**Activity**
The expected output is the set of lines below beginning at the one that contains "padded wall by giving the bounding box." and ending at the final line, reproduced exactly.

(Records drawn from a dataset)
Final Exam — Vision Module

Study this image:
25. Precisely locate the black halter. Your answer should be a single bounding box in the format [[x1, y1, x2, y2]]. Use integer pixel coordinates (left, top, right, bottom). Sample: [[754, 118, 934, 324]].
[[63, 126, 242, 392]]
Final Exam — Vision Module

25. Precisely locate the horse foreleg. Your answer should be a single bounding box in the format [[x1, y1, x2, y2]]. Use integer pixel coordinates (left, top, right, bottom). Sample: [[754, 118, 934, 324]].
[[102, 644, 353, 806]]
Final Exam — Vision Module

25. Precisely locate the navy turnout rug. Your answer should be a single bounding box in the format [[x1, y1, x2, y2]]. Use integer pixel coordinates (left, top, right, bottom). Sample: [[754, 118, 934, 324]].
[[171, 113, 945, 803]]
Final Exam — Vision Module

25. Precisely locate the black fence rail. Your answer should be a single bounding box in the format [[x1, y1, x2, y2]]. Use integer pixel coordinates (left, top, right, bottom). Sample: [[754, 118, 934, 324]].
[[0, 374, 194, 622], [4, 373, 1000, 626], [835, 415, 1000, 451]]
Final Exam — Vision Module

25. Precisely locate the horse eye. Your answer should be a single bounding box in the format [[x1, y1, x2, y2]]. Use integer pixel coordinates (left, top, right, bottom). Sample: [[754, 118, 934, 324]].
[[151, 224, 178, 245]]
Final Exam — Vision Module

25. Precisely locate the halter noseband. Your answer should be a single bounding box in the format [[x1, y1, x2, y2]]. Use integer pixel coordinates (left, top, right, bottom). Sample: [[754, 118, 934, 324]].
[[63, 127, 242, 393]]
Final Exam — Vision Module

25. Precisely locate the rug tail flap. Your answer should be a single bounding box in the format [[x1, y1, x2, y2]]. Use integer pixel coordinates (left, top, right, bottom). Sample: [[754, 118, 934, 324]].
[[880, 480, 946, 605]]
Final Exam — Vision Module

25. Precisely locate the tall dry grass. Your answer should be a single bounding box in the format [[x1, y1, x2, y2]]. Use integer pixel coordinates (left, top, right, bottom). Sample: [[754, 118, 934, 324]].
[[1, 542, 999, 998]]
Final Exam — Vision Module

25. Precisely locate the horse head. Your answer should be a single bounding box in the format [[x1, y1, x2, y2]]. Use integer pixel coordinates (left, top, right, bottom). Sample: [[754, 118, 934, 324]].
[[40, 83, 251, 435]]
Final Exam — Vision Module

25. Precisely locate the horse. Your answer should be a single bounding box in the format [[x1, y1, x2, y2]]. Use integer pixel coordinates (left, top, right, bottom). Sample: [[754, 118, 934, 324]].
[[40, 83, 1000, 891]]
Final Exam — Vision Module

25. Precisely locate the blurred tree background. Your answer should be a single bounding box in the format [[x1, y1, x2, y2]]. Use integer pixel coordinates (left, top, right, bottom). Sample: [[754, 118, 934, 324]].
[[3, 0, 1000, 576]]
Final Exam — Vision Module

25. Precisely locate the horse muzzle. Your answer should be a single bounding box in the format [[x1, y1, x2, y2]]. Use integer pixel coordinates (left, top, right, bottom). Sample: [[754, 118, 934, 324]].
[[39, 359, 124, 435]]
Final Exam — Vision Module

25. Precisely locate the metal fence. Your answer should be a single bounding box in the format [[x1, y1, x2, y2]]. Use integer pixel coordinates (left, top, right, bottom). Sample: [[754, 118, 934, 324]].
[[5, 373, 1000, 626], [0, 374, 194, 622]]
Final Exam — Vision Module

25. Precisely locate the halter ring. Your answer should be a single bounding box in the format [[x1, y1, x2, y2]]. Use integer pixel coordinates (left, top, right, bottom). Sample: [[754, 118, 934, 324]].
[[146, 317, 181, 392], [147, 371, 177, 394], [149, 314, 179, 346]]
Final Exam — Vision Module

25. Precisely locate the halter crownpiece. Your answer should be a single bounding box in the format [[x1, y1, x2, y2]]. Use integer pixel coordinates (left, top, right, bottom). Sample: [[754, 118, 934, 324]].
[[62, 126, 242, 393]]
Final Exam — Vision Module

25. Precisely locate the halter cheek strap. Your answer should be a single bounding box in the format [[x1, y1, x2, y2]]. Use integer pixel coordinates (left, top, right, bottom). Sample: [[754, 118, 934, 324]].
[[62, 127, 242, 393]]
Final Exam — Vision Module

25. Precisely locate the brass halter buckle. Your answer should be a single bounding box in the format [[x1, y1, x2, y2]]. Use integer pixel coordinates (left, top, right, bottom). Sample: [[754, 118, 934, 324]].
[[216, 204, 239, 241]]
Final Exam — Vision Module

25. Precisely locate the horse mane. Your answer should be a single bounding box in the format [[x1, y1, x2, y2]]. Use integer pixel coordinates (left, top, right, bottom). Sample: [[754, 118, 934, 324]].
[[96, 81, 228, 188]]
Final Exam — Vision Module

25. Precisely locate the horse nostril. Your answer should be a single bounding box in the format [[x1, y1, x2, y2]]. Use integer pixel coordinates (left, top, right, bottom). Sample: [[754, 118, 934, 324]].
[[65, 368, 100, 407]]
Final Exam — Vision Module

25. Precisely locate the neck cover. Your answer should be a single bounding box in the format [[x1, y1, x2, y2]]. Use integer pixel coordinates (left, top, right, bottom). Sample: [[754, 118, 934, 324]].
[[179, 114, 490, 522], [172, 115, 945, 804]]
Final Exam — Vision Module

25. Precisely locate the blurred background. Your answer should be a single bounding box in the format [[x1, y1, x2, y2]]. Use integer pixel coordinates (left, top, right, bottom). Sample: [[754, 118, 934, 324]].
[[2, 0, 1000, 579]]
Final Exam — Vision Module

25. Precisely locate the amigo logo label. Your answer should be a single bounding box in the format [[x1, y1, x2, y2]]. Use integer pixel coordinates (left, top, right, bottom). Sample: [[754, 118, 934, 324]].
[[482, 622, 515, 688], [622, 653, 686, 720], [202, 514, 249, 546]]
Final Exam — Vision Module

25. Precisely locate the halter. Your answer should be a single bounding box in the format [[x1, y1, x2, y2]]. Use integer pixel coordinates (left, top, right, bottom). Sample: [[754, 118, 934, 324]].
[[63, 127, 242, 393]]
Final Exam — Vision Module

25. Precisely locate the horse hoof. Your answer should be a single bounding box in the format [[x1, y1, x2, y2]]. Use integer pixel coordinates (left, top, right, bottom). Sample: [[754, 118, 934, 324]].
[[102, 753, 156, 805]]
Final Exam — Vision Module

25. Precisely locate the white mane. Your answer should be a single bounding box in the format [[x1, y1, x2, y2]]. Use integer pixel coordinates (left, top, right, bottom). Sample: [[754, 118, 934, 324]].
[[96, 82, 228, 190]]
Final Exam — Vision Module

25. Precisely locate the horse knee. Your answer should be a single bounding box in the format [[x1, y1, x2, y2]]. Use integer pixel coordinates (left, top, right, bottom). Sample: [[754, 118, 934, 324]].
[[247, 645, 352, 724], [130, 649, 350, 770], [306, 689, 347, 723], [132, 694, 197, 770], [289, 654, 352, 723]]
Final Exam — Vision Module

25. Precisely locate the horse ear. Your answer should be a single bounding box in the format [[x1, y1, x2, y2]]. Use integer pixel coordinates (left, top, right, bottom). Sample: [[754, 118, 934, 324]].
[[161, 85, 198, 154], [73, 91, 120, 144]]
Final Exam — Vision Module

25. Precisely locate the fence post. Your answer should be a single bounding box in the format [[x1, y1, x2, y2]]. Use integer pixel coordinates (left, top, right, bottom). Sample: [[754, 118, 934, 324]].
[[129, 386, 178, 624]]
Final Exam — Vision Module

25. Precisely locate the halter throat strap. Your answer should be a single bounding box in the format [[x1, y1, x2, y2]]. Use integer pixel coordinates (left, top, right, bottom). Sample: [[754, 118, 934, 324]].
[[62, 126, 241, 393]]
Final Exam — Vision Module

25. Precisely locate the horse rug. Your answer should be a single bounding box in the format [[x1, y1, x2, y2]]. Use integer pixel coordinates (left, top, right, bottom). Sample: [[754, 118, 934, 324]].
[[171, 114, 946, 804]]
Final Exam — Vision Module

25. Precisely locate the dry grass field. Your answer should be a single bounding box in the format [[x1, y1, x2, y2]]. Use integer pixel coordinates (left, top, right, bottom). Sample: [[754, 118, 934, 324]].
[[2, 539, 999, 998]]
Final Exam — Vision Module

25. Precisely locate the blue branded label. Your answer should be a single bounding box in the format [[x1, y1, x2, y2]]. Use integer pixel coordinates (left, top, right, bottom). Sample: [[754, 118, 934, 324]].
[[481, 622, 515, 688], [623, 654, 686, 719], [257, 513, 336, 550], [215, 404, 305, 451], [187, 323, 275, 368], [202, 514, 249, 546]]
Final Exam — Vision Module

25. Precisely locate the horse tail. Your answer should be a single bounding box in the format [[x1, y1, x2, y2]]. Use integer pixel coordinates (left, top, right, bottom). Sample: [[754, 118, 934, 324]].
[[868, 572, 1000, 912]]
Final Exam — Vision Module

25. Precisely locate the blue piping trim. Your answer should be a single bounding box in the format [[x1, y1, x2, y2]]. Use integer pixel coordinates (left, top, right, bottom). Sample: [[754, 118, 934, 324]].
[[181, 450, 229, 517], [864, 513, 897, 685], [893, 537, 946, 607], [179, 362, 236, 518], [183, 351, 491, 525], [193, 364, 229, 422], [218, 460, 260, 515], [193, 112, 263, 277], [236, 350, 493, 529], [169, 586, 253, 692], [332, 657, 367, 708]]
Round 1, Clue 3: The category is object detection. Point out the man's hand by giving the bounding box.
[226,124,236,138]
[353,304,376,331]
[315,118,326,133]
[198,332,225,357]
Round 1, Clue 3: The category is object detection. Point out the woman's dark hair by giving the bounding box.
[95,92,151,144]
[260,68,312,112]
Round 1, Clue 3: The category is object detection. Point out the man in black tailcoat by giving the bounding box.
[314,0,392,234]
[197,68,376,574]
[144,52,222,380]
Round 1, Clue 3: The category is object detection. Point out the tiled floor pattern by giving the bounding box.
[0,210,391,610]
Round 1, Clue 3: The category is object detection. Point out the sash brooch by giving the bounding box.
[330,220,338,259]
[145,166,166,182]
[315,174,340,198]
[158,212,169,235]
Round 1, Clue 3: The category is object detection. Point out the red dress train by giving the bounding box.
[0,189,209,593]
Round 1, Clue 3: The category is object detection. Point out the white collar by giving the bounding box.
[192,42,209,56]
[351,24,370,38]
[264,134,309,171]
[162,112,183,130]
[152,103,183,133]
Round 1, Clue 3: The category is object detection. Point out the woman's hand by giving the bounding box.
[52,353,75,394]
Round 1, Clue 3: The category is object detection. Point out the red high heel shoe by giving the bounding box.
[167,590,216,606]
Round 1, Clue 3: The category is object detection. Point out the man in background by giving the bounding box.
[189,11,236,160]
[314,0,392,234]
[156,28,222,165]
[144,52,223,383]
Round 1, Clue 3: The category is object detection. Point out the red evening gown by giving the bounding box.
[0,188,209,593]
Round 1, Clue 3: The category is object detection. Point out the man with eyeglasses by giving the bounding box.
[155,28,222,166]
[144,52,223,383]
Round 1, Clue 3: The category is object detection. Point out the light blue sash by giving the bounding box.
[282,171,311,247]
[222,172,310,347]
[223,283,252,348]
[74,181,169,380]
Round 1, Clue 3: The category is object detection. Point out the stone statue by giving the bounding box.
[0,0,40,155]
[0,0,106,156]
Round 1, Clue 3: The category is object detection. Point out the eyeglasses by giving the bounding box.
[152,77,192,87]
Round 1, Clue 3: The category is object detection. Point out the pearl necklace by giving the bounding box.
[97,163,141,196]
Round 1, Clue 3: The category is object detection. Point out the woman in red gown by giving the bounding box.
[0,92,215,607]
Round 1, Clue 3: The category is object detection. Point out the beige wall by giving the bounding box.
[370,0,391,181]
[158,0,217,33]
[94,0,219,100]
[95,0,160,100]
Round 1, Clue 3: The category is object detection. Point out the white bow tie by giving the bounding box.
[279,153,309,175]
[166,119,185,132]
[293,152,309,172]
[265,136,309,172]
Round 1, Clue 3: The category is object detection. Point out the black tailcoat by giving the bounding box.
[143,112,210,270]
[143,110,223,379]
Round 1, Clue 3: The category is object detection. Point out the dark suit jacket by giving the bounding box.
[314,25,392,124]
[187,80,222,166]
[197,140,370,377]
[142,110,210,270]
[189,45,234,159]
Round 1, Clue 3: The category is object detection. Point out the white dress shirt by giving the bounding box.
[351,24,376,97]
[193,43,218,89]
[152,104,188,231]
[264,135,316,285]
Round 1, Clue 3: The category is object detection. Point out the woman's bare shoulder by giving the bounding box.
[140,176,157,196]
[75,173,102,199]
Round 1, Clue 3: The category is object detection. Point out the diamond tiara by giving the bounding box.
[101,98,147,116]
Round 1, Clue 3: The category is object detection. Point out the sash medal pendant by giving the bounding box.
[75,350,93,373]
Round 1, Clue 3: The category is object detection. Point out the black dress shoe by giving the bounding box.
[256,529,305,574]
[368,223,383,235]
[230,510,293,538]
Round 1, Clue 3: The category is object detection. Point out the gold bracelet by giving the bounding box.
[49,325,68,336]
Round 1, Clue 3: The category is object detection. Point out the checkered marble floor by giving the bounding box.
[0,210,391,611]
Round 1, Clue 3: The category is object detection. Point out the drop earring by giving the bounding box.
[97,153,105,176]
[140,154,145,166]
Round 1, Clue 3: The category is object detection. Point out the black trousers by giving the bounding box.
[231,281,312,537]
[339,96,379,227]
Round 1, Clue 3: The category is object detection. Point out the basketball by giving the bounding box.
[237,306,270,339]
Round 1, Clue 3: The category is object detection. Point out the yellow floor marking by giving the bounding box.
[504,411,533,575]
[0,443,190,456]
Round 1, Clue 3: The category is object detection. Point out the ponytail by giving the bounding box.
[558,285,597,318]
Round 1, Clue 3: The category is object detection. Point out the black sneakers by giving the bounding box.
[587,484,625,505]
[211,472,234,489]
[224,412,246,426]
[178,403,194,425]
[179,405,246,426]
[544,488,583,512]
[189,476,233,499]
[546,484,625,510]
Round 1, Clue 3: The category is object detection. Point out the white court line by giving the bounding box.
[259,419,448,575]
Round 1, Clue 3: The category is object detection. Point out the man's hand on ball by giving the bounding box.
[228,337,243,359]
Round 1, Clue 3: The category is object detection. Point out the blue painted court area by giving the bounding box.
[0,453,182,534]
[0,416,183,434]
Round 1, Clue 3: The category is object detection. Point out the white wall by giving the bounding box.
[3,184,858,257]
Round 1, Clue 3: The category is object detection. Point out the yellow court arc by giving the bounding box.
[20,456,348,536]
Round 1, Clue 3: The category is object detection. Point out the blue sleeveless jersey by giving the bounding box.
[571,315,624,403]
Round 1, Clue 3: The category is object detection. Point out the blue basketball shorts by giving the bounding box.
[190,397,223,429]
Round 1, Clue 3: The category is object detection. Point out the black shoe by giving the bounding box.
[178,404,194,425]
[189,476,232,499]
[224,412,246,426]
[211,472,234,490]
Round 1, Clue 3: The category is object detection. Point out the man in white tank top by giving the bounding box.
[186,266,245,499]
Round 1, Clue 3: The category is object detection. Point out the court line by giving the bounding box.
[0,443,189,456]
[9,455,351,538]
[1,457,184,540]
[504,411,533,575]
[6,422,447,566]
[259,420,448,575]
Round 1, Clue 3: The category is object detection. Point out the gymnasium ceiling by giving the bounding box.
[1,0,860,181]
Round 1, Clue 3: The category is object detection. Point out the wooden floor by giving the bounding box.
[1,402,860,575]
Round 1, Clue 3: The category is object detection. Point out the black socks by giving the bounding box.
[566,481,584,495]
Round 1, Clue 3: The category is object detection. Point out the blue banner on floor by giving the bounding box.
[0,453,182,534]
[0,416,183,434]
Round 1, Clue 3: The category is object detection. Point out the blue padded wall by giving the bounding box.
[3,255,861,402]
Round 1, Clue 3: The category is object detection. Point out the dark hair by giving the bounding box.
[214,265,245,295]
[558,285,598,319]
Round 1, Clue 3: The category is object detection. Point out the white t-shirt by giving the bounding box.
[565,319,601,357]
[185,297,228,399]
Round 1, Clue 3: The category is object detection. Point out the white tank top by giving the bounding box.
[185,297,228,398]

**Answer to the problem**
Round 1, Clue 3: The category is object detection. Point out the blue padded wall by giving the bounding box.
[3,255,861,402]
Round 1, Clue 3: The category is object detection. Point out the dark hair by giving the bounding box.
[214,265,245,295]
[558,285,598,319]
Round 1, Clue 3: The category is object detection. Point out the white t-shirt by giving the bounding box.
[565,319,601,357]
[185,297,228,399]
Round 1, Clue 3: The category is object detection. Point out the white tank top by giving the bounding box.
[185,297,228,398]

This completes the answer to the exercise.